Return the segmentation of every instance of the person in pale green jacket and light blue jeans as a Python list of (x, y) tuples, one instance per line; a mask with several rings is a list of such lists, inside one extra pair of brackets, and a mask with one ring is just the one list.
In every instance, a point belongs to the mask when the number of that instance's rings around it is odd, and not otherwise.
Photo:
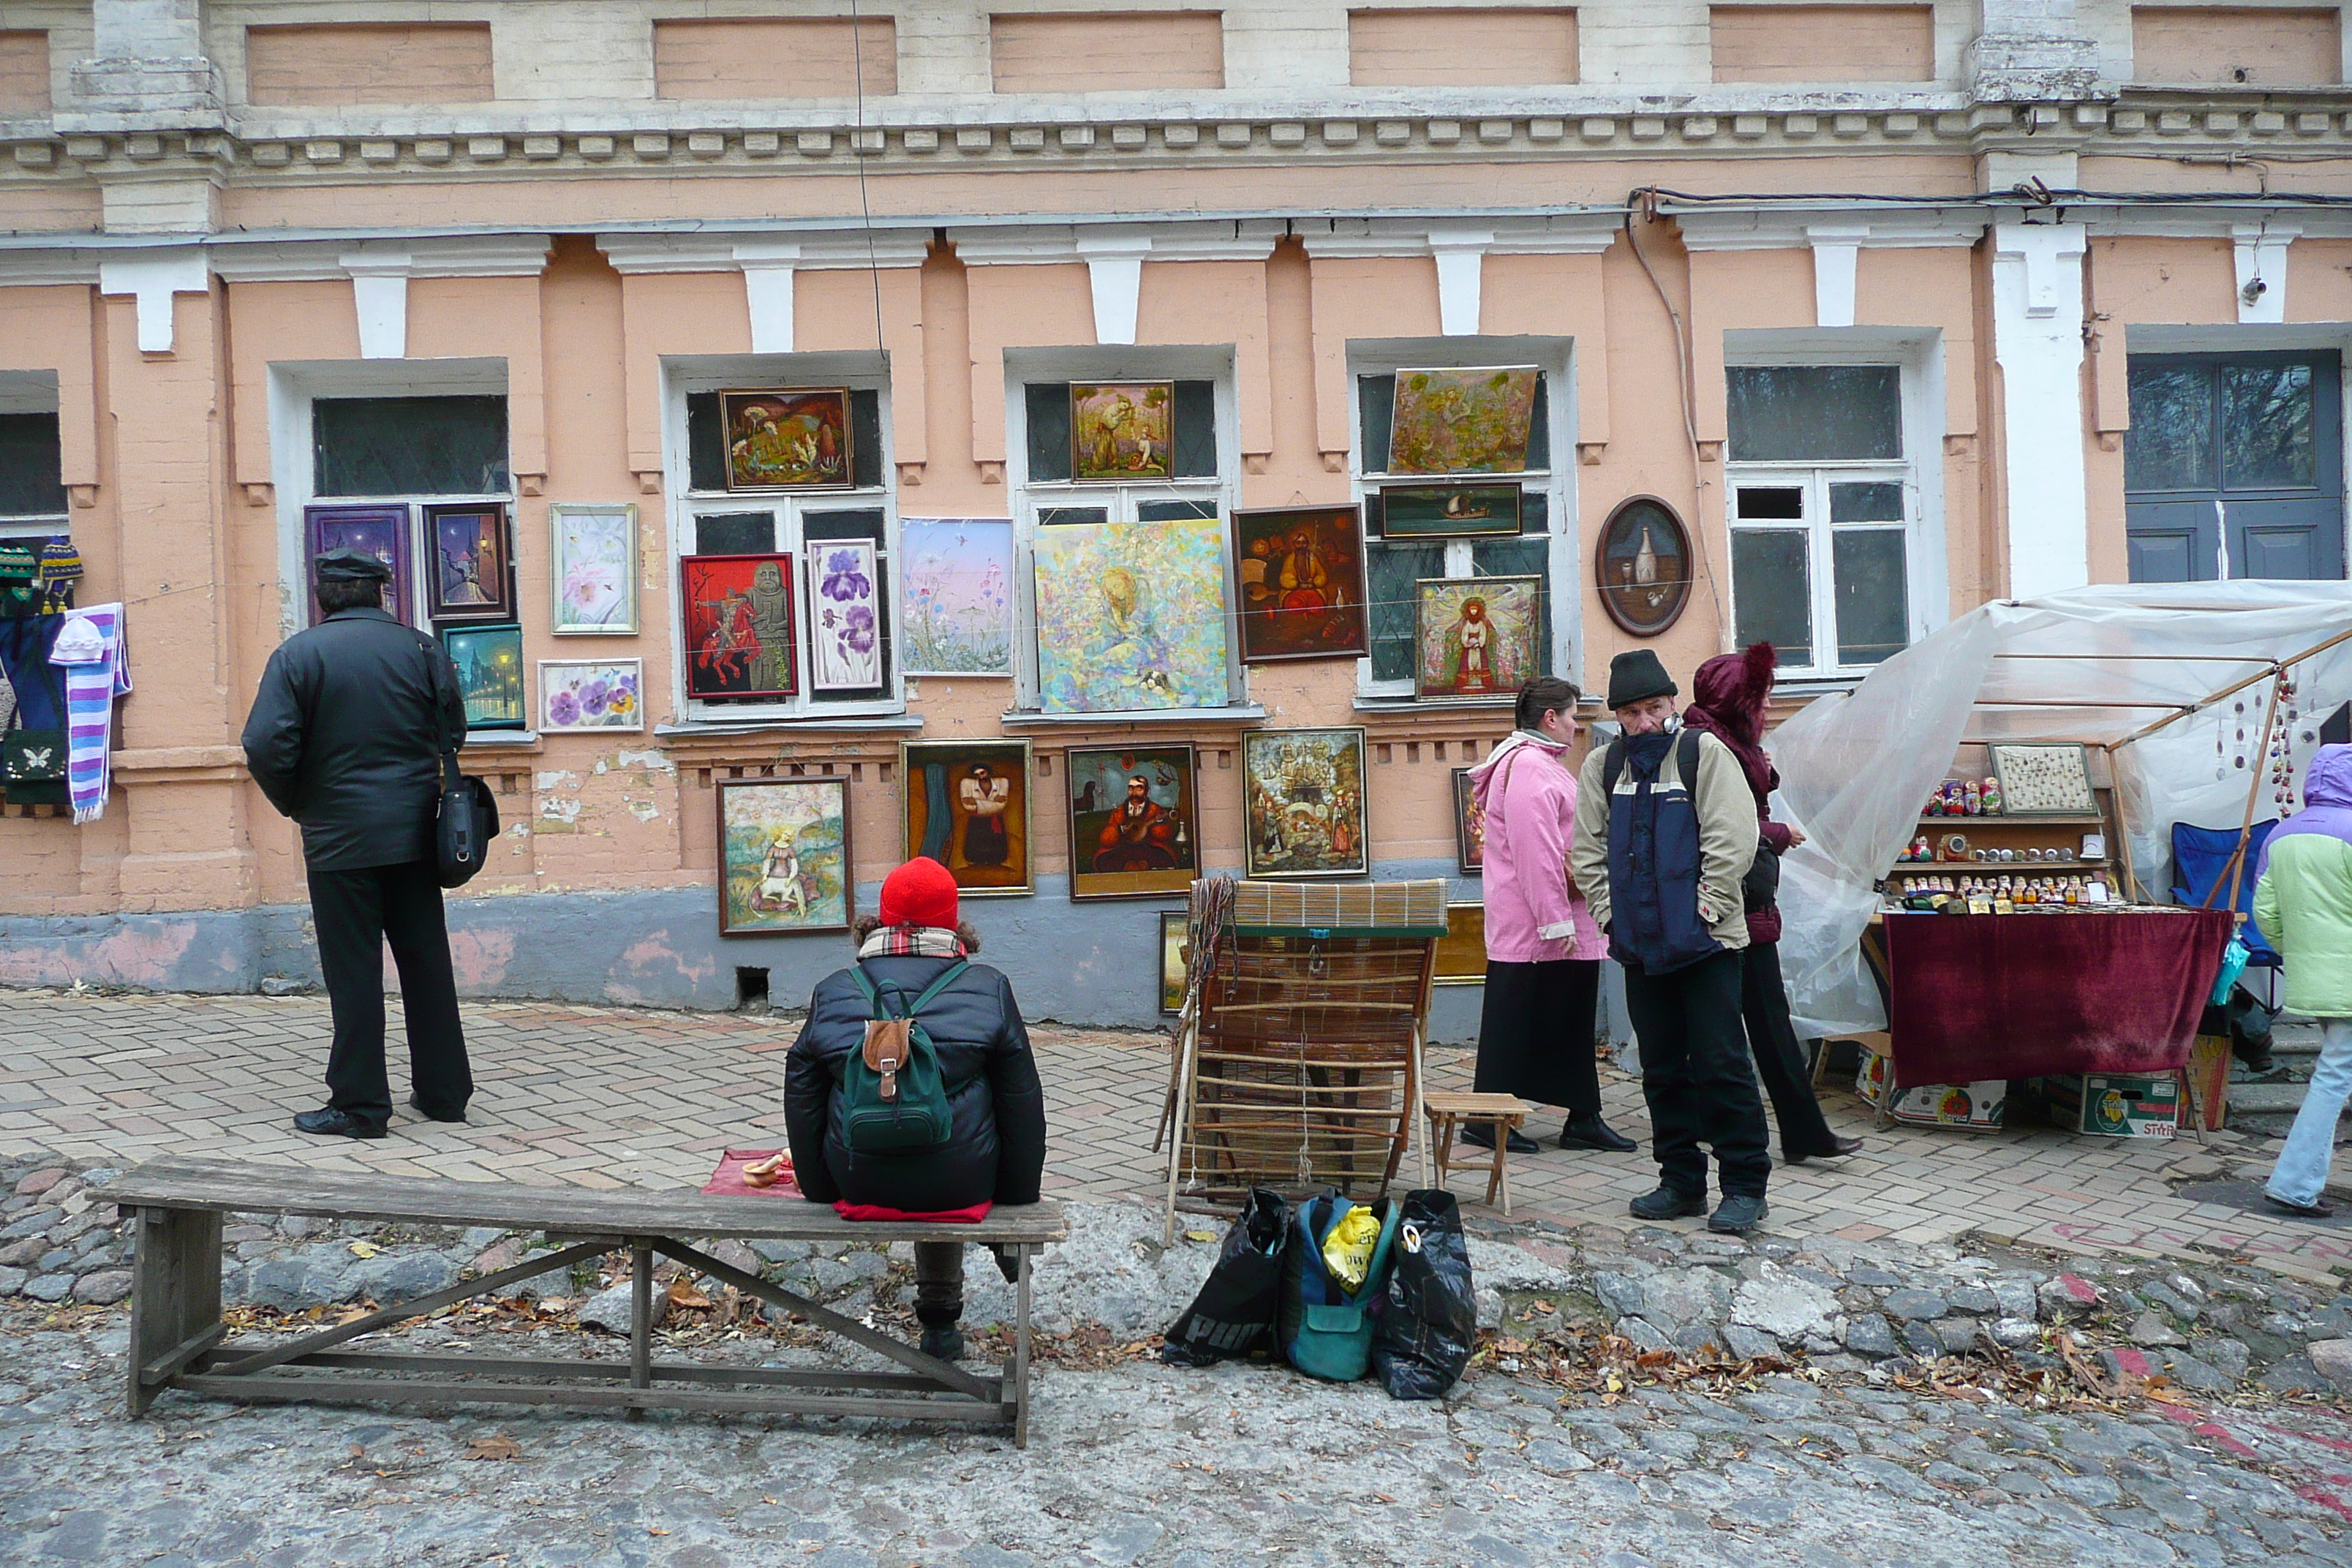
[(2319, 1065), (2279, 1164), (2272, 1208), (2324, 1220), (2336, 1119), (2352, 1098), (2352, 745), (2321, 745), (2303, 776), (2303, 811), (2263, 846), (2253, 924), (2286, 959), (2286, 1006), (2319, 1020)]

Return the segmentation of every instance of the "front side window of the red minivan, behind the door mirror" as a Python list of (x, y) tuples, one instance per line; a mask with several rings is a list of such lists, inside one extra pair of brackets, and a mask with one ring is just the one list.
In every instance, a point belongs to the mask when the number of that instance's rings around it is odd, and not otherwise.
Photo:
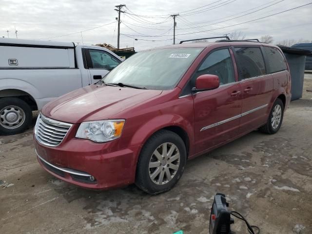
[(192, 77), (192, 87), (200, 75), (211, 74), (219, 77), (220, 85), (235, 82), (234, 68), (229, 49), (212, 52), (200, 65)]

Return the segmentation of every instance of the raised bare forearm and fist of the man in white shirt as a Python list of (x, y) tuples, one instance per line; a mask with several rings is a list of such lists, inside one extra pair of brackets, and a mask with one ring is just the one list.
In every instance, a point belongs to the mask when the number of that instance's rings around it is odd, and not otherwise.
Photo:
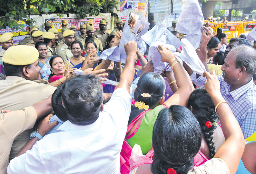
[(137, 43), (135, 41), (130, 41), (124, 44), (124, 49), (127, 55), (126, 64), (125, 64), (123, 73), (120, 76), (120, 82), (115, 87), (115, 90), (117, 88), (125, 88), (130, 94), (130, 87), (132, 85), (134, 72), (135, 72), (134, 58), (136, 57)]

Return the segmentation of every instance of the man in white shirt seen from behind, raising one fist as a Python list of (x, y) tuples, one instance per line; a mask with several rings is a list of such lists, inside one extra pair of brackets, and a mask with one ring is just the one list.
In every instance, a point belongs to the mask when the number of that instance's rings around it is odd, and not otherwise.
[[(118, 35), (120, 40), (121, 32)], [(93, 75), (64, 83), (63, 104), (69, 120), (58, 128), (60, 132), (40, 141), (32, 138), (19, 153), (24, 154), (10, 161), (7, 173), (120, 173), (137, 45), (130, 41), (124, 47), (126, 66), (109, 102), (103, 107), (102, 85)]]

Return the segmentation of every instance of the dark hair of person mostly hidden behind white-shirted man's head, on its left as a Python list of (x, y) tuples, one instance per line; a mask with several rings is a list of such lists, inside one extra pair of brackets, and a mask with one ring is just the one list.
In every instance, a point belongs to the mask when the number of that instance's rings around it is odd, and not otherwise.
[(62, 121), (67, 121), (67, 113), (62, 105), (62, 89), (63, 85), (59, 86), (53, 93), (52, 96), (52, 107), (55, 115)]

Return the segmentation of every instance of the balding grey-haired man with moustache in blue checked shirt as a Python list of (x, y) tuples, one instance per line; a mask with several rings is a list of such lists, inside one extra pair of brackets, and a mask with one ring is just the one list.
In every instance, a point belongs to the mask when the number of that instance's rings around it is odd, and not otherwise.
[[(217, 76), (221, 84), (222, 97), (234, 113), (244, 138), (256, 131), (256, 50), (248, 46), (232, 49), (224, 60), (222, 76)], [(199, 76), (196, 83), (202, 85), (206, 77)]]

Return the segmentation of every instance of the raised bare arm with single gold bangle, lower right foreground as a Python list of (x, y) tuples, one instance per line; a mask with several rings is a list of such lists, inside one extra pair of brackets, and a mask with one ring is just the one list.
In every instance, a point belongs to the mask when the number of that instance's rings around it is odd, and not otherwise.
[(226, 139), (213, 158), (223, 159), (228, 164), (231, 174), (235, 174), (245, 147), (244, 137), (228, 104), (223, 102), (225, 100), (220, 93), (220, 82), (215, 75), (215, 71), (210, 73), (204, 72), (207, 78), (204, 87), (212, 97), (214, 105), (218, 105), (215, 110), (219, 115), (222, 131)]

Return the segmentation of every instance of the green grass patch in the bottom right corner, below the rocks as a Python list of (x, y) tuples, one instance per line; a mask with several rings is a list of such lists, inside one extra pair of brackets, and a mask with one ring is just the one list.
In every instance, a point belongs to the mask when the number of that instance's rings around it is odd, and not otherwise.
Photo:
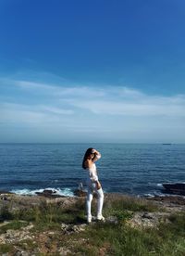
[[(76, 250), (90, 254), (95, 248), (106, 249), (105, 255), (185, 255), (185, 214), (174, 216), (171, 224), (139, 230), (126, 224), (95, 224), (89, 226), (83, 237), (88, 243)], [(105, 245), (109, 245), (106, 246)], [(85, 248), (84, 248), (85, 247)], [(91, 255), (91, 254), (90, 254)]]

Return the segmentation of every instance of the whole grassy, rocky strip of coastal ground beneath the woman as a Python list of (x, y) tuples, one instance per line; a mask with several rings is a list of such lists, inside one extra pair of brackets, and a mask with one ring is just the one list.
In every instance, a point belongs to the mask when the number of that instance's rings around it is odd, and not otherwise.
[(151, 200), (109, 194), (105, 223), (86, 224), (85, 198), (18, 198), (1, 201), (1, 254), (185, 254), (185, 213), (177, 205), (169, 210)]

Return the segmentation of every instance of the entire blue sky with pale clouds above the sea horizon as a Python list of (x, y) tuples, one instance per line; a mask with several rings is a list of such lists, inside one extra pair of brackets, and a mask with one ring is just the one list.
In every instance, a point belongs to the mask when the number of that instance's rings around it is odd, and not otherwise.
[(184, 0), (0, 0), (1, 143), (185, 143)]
--
Repeat the entries word for word and skip the pictures.

§ **Output for this task**
Return the segmentation of every instance of the person in pale green jacket and light blue jeans as a Python list of (x, y) tuples, one instance per line; a mask with several rings is a list of such lists, inside one extra pair of brackets, and a mask with one ring is just the one list.
In every instance, a point belongs to the mask when the number of that instance's rings around it is odd, and not otherwise.
Photo:
[(2319, 1065), (2279, 1164), (2272, 1208), (2324, 1220), (2336, 1119), (2352, 1098), (2352, 745), (2321, 745), (2303, 776), (2303, 811), (2263, 846), (2253, 924), (2286, 959), (2286, 1006), (2319, 1020)]

Return the segmentation of every instance of the "front side window of the red minivan, behind the door mirror" as a Python list of (x, y) tuples, one instance per line; a mask with several rings is a list of such lists, inside one extra pair of brackets, and a mask with one ring is just the one list.
In every instance, a point belongs to the mask when the number of that instance's rings around it is odd, and not otherwise.
Photo:
[(192, 77), (192, 87), (200, 75), (211, 74), (219, 77), (220, 85), (235, 82), (234, 68), (229, 49), (212, 52), (200, 65)]

Return the segmentation of every instance of the raised bare forearm and fist of the man in white shirt as a Python list of (x, y) tuples, one instance per line; a mask with several rings is a list of such lists, inside one extra pair of brackets, and a mask with one ring is just the one list.
In every instance, a point belongs to the mask when the number of that instance's rings around it is odd, and not otherwise.
Photo:
[(137, 43), (135, 41), (130, 41), (124, 44), (124, 49), (127, 55), (126, 64), (125, 64), (123, 73), (120, 76), (120, 82), (115, 87), (115, 90), (117, 88), (125, 88), (130, 94), (130, 87), (132, 85), (134, 72), (135, 72), (134, 58), (136, 57)]

Return the segmentation of every instance of the man in white shirt seen from behind, raising one fist as a Python list of (x, y) tuples, one instance per line; a mask with several rings is a list of such lists, inside one extra pair of brackets, and a mask with one ring is just the one list.
In every instance, a point belongs to the mask when the number of that instance's rings around it is odd, and not otherwise.
[[(118, 35), (120, 40), (121, 32)], [(93, 75), (64, 83), (63, 104), (69, 120), (58, 128), (60, 132), (40, 141), (32, 138), (19, 153), (24, 154), (10, 161), (7, 173), (120, 173), (137, 45), (130, 41), (124, 47), (126, 66), (109, 102), (103, 107), (102, 85)]]

Return the segmentation of every instance of the dark hair of person mostly hidden behind white-shirted man's head, on its left as a Python list of (x, y) tuples, one instance per line; a mask with several rings is a list of such lists, inside one extra pair of brackets, and a mask with one ring is just the one list.
In every instance, a point belongs to the mask when the number of that instance's rings around it is odd, and not otherwise.
[(62, 121), (67, 121), (67, 113), (62, 105), (62, 89), (63, 85), (59, 86), (53, 93), (52, 96), (52, 107), (55, 115)]

Return the segmentation of every instance of the balding grey-haired man with moustache in blue checked shirt as a Python list of (x, y) tuples, one instance per line; a mask with several rings is a list of such lists, inside one extra pair of brackets, and a mask with one ring is just the one list.
In every instance, a point belongs to the mask when the number of that instance's rings around it is odd, and not otherwise.
[[(217, 76), (221, 84), (222, 97), (234, 113), (244, 138), (256, 131), (256, 50), (248, 46), (232, 49), (224, 60), (222, 76)], [(199, 76), (196, 83), (202, 85), (206, 77)]]

Return the segmentation of every instance of the raised bare arm with single gold bangle, lower right foreground as a Python list of (x, y) tuples, one instance per line; a mask with several rings is a list of such lists, inside one extra pair of brackets, and a mask with one ring is just the one list.
In every instance, a point belongs to the mask when the number of that instance's rings around it is odd, and not otherwise.
[(226, 139), (213, 158), (223, 159), (228, 164), (231, 174), (235, 174), (245, 147), (244, 137), (228, 104), (223, 102), (225, 100), (220, 93), (220, 82), (215, 75), (215, 71), (210, 73), (204, 72), (207, 78), (204, 87), (212, 97), (214, 105), (218, 105), (215, 110), (219, 115), (222, 131)]

Return the segmentation of every instance of the green grass patch in the bottom right corner, below the rocks as a Python list of (x, y) tuples, one instance per line; a mask with several rings is a list of such lists, inside one extra pair of brackets, and a mask with one ring is just the one list.
In every instance, a point belongs to the mask when the number of that instance's rings around it is odd, and not otherwise.
Photo:
[[(76, 250), (90, 254), (95, 248), (106, 249), (105, 255), (185, 255), (185, 214), (174, 216), (171, 224), (139, 230), (126, 224), (95, 224), (89, 226), (83, 237), (88, 243)], [(105, 245), (109, 245), (106, 246)], [(85, 248), (84, 248), (85, 247)], [(91, 255), (91, 254), (90, 254)]]

Return the segmentation of every instance of the whole grassy, rocky strip of coastal ground beneath the woman as a Python list of (x, y) tuples, one instance per line; a mask with several rings is a list of such lists, inside one extra pair of brackets, and a mask with one ring is just the one list.
In every instance, a point belongs to the mask when the number of that instance's rings around it is odd, and not otherwise.
[(151, 200), (109, 194), (105, 223), (86, 224), (85, 198), (18, 198), (1, 201), (1, 254), (185, 254), (185, 213), (177, 205), (169, 210)]

Return the segmentation of every instance of the entire blue sky with pale clouds above the sea horizon as a Python list of (x, y) tuples, one instance per line; a mask with several rings is a list of such lists, inside one extra pair of brackets, and a mask with one ring is just the one list.
In every instance, a point belongs to the mask when the number of that instance's rings around it is odd, and not otherwise.
[(184, 0), (0, 0), (1, 143), (185, 143)]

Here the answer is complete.